Data for this task:
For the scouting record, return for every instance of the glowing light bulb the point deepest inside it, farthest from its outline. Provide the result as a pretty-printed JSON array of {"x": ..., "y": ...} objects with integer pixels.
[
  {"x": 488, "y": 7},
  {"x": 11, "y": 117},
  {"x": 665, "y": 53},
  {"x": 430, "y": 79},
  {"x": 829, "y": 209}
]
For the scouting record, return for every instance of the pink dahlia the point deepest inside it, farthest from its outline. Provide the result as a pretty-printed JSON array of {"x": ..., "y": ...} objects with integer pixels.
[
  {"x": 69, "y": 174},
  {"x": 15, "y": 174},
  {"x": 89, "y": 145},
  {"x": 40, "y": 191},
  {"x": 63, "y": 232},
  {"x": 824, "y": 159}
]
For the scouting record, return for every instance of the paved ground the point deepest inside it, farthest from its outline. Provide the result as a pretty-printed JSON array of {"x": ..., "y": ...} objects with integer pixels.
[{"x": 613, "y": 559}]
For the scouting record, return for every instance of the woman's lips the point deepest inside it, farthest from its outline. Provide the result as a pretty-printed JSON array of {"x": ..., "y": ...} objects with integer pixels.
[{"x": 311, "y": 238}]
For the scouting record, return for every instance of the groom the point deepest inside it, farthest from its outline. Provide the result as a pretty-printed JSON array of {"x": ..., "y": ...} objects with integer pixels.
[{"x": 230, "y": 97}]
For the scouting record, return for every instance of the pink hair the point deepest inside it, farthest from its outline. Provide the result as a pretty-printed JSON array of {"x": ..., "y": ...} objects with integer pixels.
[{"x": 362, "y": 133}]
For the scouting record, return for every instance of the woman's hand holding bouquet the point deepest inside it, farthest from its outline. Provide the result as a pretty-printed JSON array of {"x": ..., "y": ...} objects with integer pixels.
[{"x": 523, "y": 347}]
==
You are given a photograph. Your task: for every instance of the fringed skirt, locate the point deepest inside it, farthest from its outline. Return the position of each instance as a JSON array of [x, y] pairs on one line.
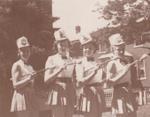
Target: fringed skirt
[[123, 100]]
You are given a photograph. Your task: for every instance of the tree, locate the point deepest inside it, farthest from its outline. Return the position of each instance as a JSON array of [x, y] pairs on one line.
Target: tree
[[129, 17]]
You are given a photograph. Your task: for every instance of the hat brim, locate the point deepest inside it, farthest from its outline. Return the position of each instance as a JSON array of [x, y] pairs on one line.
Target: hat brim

Task directions:
Transcribe the data word for word, beginning at the line that contains "of the fringed" and ending with the line that contains "[[129, 17]]", including both of those lines. Omit any pictures from your answer.

Reply to the task:
You are given a photograph. Your task: for every instance of the fringed skirt, locate the point deepest inside it, farthest from its outline. Return the position of each instance as a JSON array of [x, y] pairs on one line.
Target: fringed skirt
[[123, 100]]
You are given a photograph. Your task: for every instance of the tree, locate the point deepest inside it, farthest from its outline. Return the position of each instance as a JSON array of [x, y] pairs on one line.
Target: tree
[[129, 17]]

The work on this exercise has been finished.